> Цель задания
Установите, согласуются ли с фрагментом об эмиграции три утверждения: 1. Петербургские дамы закладывали или продавали портсигары одесскому ювелиру Пурицу. 2. Игорный дом, где играл Жан Гулеско, открыл начальник полиции Максвельд. 3. Задержанных в клубе Максвельд держал в полиции до утра. На каждое ответьте «да» или «нет» и точно процитируйте решающие слова фрагмента.

Старые, желтозубые петербургские дамы, в мужских макинтошах, с тюрбанами на голове, вынимали из сумок последние портсигары — «царские подарки» с бриллиантовыми орлами — и закладывали или продавали их одесскому ювелиру Пурицу в наивной надежде на лучшие времена. Они ходили все как одна одинаковые — прямые, как лестницы, с плоскими ступнями больших ног в мужской обуви, с крымскими двурогими палочками-посохами в руках — и делали «бедное, но гордое» лицо.
Молодые офицеры, сопровождавшие их, какие-то «Вовочки» и «Николя», бывшие корнеты лихих гусарских и драгунских полков, продавали сувениры дам и «красиво» прожигали деньги.
В фешенебельном игорном доме, открытом предприимчивым одесситом Сергеем Альтбрандтом, играл Жан Гулеско, знаменитый скрипач-румын, любимец петербургской кутящей публики. Было одно желание — забыться. Забыться во что бы то ни стало. Сперва играли в «баккара», потом ужинали, потом пили «шампитр». Собирались мужскими компаниями по нескольку человек и кутили, вспоминая старый Петербург.
— Жан, нашу Конногвардейскую!
Гулеско знал наизусть «Чарочки» всех полков. Раздувая цыганские страстные ноздри, он подходил к столу.
— Гулеско, наш Егерский! Ну-ка!.. Встать! Господа офицеры!
Вставали. Пили. Требовали «Боже, царя храни».
Гулеско играл, сверкая белками глаз, как-то особенно ловко подхватывая на лету и перекладывая в карман швыряемые ему десятки.
Клубы эти были запрещены. Начальник полиции колонель Максвельд с чисто английской спортивной выдержкой, несмотря на тысячи ухищрений хозяев, в один прекрасный день перелезал где-то через забор и в самый разгар врывался в клуб. Энергично размахивая стеком направо и налево, он забирал всех в полицию. И держал до утра. Потом выгонял, записав фамилии.
Я помню, тогда мне бросилась в глаза одна странная вещь. Я заметил, что многих, очень многих людей революция поставила на их настоящее место… И даже не то. Вернее, в эти дни, как в проявителе, который употребляют фотографы, ясно обозначились те черты некоторых людей, которые раньше не замечались и не могли быть замечены, как ничего нельзя увидеть на негативе, пока его не опустишь в проявитель.
Кем и чем были эти люди до революции? Многие из них занимали посты, играли видную роль при дворе, работали то на одном, то на другом поприще, часто были всесильны, всемогущи, имена их были известны каждому,— и все это было не то, что они собой представляли на самом деле. Только здесь, в эмиграции, выброшенные из своей тихой заводи шквалом революции, они обрели свою истинную сущность, показали свое истинное лицо, нашли истинное призвание.

> Исходные строки
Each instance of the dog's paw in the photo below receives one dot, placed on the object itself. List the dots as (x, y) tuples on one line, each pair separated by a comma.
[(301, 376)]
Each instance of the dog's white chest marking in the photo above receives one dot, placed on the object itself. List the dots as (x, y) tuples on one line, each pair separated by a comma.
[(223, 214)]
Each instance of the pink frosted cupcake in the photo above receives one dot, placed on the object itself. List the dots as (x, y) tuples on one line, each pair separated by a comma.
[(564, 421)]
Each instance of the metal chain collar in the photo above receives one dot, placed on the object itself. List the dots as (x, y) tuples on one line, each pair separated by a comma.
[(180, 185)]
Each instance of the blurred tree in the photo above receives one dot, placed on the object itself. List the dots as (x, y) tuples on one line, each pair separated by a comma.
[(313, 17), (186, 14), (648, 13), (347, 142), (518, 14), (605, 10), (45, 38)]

* * *

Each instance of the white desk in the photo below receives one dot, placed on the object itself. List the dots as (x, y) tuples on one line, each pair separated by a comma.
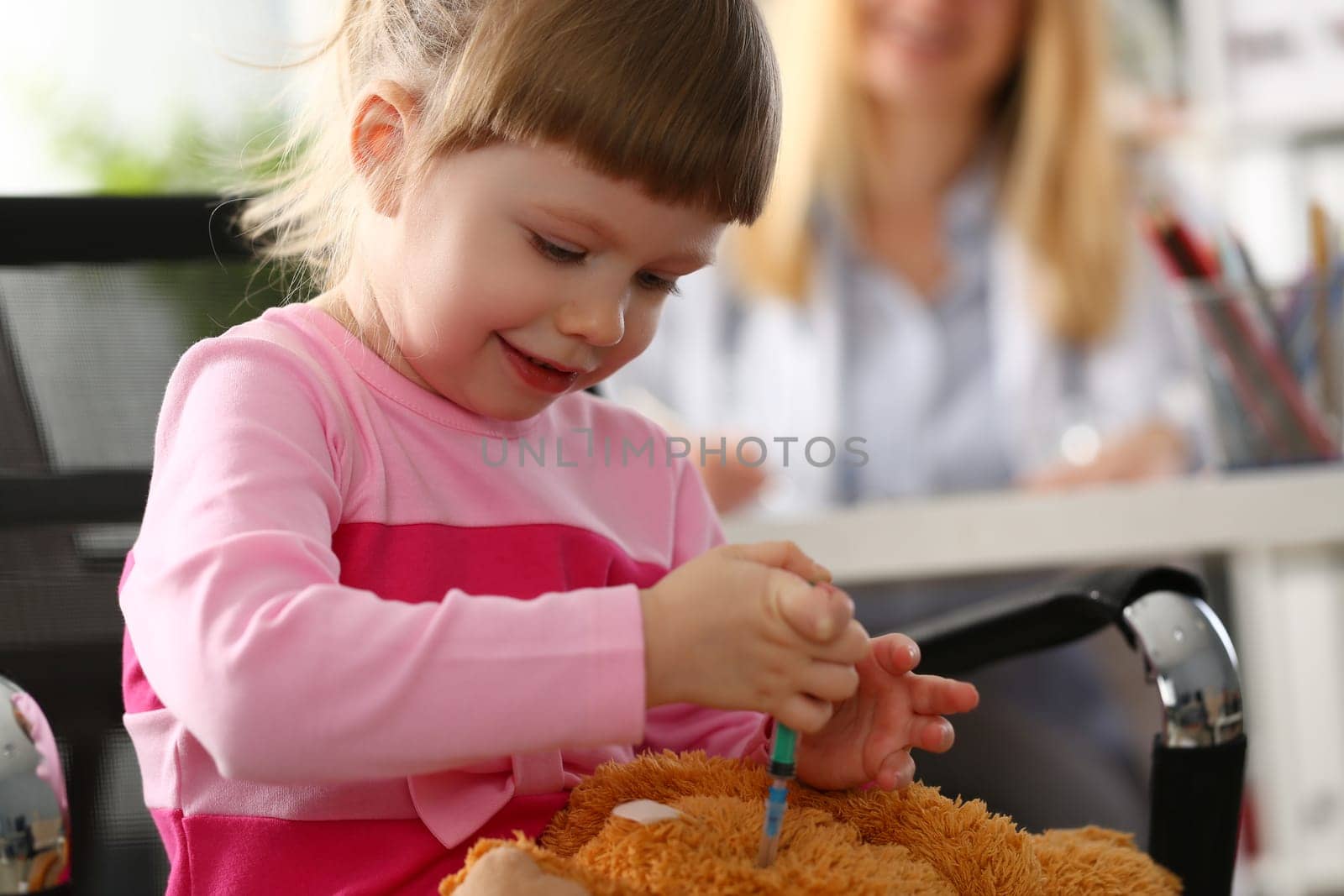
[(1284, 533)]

* * *

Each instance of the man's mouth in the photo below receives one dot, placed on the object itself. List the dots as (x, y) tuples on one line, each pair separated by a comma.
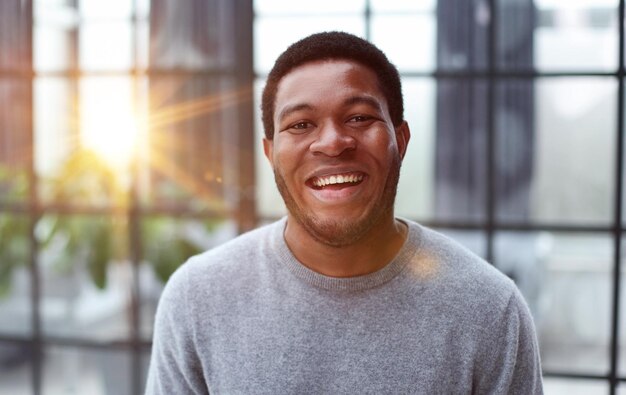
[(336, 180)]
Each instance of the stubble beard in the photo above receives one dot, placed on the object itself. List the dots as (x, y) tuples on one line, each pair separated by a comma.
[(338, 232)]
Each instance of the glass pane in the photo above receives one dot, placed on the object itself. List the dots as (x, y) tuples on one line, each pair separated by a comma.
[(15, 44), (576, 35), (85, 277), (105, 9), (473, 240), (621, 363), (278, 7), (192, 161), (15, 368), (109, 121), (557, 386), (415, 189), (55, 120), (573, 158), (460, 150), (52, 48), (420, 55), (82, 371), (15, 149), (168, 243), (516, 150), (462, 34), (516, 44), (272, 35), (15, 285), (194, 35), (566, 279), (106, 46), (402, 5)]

> Полный ответ
1. Да: «закладывали или продавали их одесскому ювелиру Пурицу».
2. Нет: «открытом предприимчивым одесситом Сергеем Альтбрандтом».
3. Да: «И держал до утра».